# Who Is The Creator.



## Henrygamer (Jan 31, 2012)

I am really curious on who created this forum.

Thanks
Henry


----------



## Hrawk (Oct 25, 2010)

That would be NightKnight, our bald headed admin









NightKnight


----------



## Hrawk (Oct 25, 2010)

Hrawk said:


> That would be NightKnight, our bald headed admin
> 
> 
> 
> ...


Now don't take offence to that mate, I'm rather follicly challenged myself


----------



## NightKnight (Dec 16, 2009)

No problem! I beat nature to the punch by shaving it before my hair vacated the premises.


----------



## Henrygamer (Jan 31, 2012)

Haha, well thanks for creating such a great fourm!


----------



## NightKnight (Dec 16, 2009)

Thanks Henry!


----------



## Hrawk (Oct 25, 2010)

Entries ▸
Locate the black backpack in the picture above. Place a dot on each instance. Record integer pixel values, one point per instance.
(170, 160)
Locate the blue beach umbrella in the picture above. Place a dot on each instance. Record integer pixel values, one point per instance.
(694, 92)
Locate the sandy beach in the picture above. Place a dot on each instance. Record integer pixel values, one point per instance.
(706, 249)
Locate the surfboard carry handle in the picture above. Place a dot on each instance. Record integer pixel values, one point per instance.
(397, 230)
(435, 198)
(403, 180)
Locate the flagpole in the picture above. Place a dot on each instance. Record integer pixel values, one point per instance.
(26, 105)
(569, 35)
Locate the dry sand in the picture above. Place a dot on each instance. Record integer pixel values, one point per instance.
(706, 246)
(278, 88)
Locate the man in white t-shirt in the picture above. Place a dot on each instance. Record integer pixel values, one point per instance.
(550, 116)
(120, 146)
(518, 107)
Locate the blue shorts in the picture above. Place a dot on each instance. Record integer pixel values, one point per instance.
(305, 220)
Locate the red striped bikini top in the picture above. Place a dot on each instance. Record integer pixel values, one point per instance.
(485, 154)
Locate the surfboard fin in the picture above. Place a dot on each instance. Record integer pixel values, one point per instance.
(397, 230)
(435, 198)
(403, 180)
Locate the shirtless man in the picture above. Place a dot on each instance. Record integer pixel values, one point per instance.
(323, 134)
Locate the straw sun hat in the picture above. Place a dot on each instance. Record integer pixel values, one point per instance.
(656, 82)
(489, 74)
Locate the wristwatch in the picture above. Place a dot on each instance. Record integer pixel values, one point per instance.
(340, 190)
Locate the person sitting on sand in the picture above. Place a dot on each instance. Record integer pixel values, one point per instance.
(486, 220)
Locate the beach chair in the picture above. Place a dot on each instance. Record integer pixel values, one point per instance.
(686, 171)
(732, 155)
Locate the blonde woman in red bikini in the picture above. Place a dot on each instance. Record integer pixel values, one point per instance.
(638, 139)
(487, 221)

Tasks for this exercise ▸
1. In the forum thread, shorten the reply beginning "No problem! I beat nature" to a single sentence that keeps its main facts.
2. Carry on the forum thread about who created the forum from the point where it stops.

Task responses ▸
1. No problem, since I shaved my head before my hair could leave on its own.

2.
NightKnight said:


> No problem! I beat nature to the punch by shaving it before my hair vacated the premises.


Hahahah, too funny!

I also shave to make it appear that it was my choice


----------



## newconvert (Dec 12, 2011)

im facing having to make that decision myself


----------



## Beanflip (Sep 11, 2010)

I would like to say thank you also. Great features here.


----------



## tnflipper52 (Jan 26, 2012)

Ditto, bald since 35, but everyone knows, "Bald is beautiful".


----------



## NaturalFork (Jan 21, 2010)

My mother saw me for the first time the other day and said "Wow you are going BALD!" ..... thanks mom.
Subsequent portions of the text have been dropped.